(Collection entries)
━━━━━━━━━━━━━━━━

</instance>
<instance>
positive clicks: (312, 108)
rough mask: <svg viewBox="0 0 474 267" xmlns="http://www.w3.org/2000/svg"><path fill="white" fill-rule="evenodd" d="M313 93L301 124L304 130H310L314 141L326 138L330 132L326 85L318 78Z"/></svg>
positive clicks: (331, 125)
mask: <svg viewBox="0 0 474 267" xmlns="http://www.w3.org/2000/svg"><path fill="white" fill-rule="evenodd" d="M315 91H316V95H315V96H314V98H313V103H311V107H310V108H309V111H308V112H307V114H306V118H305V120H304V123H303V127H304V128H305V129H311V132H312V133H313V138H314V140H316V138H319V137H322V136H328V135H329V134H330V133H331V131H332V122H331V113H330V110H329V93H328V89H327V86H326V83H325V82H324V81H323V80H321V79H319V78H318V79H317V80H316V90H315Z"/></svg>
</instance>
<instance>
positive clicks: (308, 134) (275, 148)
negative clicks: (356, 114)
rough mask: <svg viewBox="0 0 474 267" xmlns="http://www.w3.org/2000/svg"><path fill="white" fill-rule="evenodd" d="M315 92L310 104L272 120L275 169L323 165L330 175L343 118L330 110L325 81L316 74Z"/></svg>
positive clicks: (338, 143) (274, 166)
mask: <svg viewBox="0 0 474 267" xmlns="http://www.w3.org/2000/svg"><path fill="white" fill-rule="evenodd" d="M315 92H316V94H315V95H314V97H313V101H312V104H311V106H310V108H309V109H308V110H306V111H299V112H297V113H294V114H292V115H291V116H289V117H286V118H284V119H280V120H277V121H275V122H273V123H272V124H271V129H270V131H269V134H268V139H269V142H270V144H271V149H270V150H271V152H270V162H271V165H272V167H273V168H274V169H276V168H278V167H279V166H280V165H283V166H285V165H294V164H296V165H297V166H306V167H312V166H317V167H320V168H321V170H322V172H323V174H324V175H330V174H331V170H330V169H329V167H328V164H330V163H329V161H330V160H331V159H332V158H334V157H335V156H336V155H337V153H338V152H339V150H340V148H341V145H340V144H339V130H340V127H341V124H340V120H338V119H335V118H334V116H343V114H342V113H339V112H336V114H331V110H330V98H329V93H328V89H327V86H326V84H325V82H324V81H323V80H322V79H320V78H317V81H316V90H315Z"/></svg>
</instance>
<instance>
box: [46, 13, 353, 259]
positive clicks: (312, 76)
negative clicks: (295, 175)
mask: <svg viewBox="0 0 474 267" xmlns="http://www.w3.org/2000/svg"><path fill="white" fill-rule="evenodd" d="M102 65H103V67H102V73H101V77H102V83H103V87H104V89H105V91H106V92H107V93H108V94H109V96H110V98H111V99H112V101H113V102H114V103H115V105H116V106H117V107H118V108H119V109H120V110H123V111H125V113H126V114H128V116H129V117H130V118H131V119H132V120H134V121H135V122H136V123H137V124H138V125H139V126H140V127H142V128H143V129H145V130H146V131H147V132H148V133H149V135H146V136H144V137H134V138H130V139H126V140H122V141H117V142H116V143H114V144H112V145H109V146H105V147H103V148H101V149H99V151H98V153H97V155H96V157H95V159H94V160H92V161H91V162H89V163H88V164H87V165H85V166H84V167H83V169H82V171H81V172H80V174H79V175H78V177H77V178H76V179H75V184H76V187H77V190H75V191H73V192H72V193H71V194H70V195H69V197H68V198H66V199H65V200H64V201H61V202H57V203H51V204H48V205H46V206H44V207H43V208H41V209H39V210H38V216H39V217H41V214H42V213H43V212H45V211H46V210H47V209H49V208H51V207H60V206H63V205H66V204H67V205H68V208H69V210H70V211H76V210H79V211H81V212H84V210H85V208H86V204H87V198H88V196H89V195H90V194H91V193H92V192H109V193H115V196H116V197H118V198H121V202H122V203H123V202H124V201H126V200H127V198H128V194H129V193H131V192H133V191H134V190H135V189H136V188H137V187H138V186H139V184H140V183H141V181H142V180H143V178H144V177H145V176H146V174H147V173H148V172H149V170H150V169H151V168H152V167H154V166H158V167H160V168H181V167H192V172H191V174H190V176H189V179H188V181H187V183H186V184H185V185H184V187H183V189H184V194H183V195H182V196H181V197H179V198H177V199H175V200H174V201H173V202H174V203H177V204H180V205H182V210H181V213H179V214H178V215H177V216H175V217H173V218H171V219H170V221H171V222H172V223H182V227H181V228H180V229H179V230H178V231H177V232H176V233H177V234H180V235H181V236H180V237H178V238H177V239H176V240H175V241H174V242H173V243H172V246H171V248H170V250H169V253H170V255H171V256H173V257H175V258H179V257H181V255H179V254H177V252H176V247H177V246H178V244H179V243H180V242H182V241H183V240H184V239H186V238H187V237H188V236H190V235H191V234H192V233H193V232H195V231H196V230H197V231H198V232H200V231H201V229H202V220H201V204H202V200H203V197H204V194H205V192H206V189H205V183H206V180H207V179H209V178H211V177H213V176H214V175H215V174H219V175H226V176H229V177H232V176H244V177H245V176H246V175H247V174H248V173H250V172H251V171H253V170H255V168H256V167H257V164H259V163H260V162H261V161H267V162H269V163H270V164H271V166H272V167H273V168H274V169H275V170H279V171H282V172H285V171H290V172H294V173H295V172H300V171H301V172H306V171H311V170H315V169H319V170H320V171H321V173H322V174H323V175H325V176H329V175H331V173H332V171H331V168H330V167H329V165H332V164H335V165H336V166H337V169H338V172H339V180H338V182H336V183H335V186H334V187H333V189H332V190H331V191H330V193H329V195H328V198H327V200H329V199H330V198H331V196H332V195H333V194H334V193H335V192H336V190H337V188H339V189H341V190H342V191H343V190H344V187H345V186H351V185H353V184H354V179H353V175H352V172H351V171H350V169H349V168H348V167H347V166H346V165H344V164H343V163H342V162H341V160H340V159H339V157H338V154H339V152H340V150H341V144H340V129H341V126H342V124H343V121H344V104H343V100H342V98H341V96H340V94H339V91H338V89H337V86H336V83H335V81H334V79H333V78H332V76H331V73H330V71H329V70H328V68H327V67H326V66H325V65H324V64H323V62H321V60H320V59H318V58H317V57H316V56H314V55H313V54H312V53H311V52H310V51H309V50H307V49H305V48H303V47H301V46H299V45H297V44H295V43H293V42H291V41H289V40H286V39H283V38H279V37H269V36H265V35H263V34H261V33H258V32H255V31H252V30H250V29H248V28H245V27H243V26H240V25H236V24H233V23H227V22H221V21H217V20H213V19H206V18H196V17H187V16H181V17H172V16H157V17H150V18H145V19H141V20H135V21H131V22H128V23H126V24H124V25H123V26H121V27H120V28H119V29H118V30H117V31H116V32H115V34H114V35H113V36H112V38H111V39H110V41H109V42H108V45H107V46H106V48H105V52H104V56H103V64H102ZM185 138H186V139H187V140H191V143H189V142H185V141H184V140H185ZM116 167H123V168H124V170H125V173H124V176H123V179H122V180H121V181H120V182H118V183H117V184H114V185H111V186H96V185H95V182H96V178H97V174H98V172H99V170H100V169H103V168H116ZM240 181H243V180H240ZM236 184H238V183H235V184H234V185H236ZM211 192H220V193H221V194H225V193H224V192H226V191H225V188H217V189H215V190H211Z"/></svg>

━━━━━━━━━━━━━━━━

▶ _TASK STATEMENT_
Return each line above precisely as written.

▶ _ANSWER BELOW_
</instance>
<instance>
positive clicks: (312, 108)
rough mask: <svg viewBox="0 0 474 267" xmlns="http://www.w3.org/2000/svg"><path fill="white" fill-rule="evenodd" d="M313 93L301 124L304 130H310L314 141L326 138L330 132L326 85L318 78Z"/></svg>
positive clicks: (331, 125)
mask: <svg viewBox="0 0 474 267" xmlns="http://www.w3.org/2000/svg"><path fill="white" fill-rule="evenodd" d="M315 91H316V95H315V96H314V98H313V103H311V107H310V108H309V111H308V112H307V114H306V118H305V120H304V123H303V127H304V128H305V129H311V132H312V133H313V138H314V140H316V138H319V137H322V136H328V135H329V134H330V133H331V131H332V122H331V113H330V110H329V93H328V89H327V86H326V83H325V82H324V81H323V80H321V79H319V78H318V79H317V80H316V90H315Z"/></svg>
</instance>
<instance>
positive clicks: (308, 134) (275, 148)
negative clicks: (356, 114)
rough mask: <svg viewBox="0 0 474 267" xmlns="http://www.w3.org/2000/svg"><path fill="white" fill-rule="evenodd" d="M315 92L310 104L272 120L275 169L323 165L330 175L343 118L330 110L325 81L316 74Z"/></svg>
positive clicks: (338, 143) (274, 166)
mask: <svg viewBox="0 0 474 267" xmlns="http://www.w3.org/2000/svg"><path fill="white" fill-rule="evenodd" d="M315 92H316V94H315V95H314V97H313V101H312V104H311V106H310V108H309V109H308V110H306V111H299V112H297V113H294V114H292V115H291V116H289V117H286V118H284V119H280V120H277V121H275V122H273V123H272V124H271V129H270V131H269V134H268V139H269V142H270V144H271V149H270V150H271V152H270V162H271V165H272V167H273V168H274V169H276V168H278V167H279V166H280V165H283V166H285V165H294V164H296V165H297V166H306V167H312V166H317V167H320V168H321V170H322V172H323V174H324V175H330V174H331V170H330V169H329V167H328V164H330V163H329V161H330V160H331V159H332V158H334V157H335V156H336V155H337V153H338V152H339V150H340V148H341V145H340V144H339V130H340V127H341V124H340V120H338V119H335V118H334V116H343V114H342V113H339V112H336V114H331V110H330V98H329V93H328V89H327V86H326V84H325V82H324V81H323V80H322V79H320V78H317V81H316V90H315Z"/></svg>
</instance>
<instance>
box: [46, 13, 353, 259]
positive clicks: (312, 76)
negative clicks: (295, 175)
mask: <svg viewBox="0 0 474 267" xmlns="http://www.w3.org/2000/svg"><path fill="white" fill-rule="evenodd" d="M102 65H103V67H102V73H101V77H102V83H103V87H104V89H105V91H106V92H107V93H108V94H109V96H110V98H111V99H112V101H113V102H114V103H115V105H116V106H117V107H118V108H119V109H120V110H123V111H125V113H126V114H128V116H129V117H130V118H131V119H132V120H134V121H135V122H136V123H137V124H138V125H139V126H140V127H142V128H143V129H145V130H146V131H147V132H148V133H149V135H146V136H144V137H134V138H130V139H126V140H122V141H117V142H116V143H114V144H112V145H109V146H105V147H103V148H101V149H99V151H98V153H97V155H96V157H95V159H94V160H92V161H91V162H89V163H88V164H87V165H85V166H84V167H83V169H82V171H81V172H80V174H79V175H78V177H77V178H76V179H75V184H76V187H77V190H75V191H73V192H72V193H71V194H70V195H69V197H68V198H66V199H65V200H64V201H61V202H57V203H51V204H48V205H46V206H44V207H43V208H41V209H39V210H38V216H39V217H41V214H42V213H43V212H45V211H46V210H47V209H49V208H51V207H60V206H63V205H66V204H67V205H68V208H69V210H70V211H76V210H79V211H81V212H84V210H85V208H86V204H87V198H88V196H89V195H90V194H91V193H92V192H109V193H115V196H116V197H118V198H121V202H122V203H123V202H124V201H126V200H127V198H128V194H129V193H131V192H133V191H134V190H135V189H136V188H137V187H138V186H139V184H140V183H141V181H142V180H143V178H144V177H145V176H146V174H147V173H148V172H149V170H150V169H151V168H152V167H154V166H158V167H160V168H181V167H192V172H191V174H190V176H189V179H188V181H187V183H186V184H185V185H184V187H183V189H184V194H183V195H182V196H181V197H179V198H177V199H175V200H174V201H173V202H174V203H177V204H180V205H182V210H181V213H179V214H178V215H177V216H175V217H173V218H171V219H170V221H171V222H172V223H182V227H181V228H180V229H179V230H178V231H177V232H176V233H177V234H180V235H181V236H180V237H178V238H177V239H176V240H175V241H174V242H173V243H172V246H171V248H170V250H169V253H170V255H171V256H173V257H175V258H179V257H181V255H179V254H177V252H176V247H177V246H178V244H179V243H180V242H182V241H183V240H184V239H186V238H187V237H188V236H190V235H191V234H192V233H193V232H195V231H196V230H197V231H198V232H200V231H201V229H202V220H201V204H202V200H203V197H204V194H205V192H206V189H205V183H206V180H207V179H209V178H211V177H213V176H214V175H215V174H219V175H226V176H229V177H232V176H244V177H245V176H246V175H247V174H248V173H250V172H251V171H253V170H255V168H256V167H257V164H259V163H260V162H261V161H267V162H269V163H270V164H271V166H272V167H273V168H274V169H275V170H279V171H282V172H285V171H290V172H294V173H295V172H300V171H301V172H306V171H311V170H315V169H319V170H320V171H321V173H322V174H323V175H325V176H329V175H331V173H332V171H331V168H330V167H329V165H332V164H335V165H336V166H337V169H338V172H339V180H338V182H336V183H335V186H334V187H333V189H332V190H331V191H330V193H329V195H328V198H327V200H329V199H330V198H331V196H332V195H333V194H334V193H335V192H336V190H337V188H339V189H341V190H342V191H343V190H344V187H345V186H351V185H353V184H354V179H353V175H352V172H351V171H350V169H349V168H348V167H347V166H346V165H344V164H343V163H342V162H341V160H340V159H339V157H338V154H339V152H340V150H341V144H340V129H341V126H342V124H343V121H344V104H343V100H342V98H341V96H340V94H339V91H338V89H337V86H336V83H335V81H334V79H333V78H332V76H331V73H330V71H329V70H328V68H327V67H326V66H325V65H324V64H323V62H321V60H320V59H318V58H317V57H316V56H314V55H313V54H312V53H311V52H310V51H309V50H307V49H305V48H303V47H301V46H299V45H297V44H295V43H293V42H291V41H289V40H286V39H283V38H279V37H269V36H265V35H263V34H261V33H258V32H255V31H252V30H250V29H248V28H245V27H243V26H240V25H236V24H233V23H227V22H221V21H217V20H213V19H206V18H196V17H187V16H181V17H172V16H157V17H150V18H145V19H141V20H135V21H131V22H128V23H126V24H124V25H123V26H121V27H120V28H119V29H118V30H117V31H116V32H115V34H114V35H113V36H112V38H111V39H110V41H109V42H108V45H107V46H106V48H105V52H104V56H103V64H102ZM185 138H186V139H187V140H191V143H189V142H185V141H184V140H185ZM116 167H123V168H124V170H125V173H124V176H123V179H122V180H121V181H120V182H118V183H117V184H114V185H111V186H96V185H95V182H96V178H97V174H98V172H99V170H100V169H103V168H116ZM240 181H243V180H240ZM236 184H238V183H235V184H234V185H236ZM211 192H220V193H221V194H225V193H224V192H226V191H225V188H217V189H215V190H211Z"/></svg>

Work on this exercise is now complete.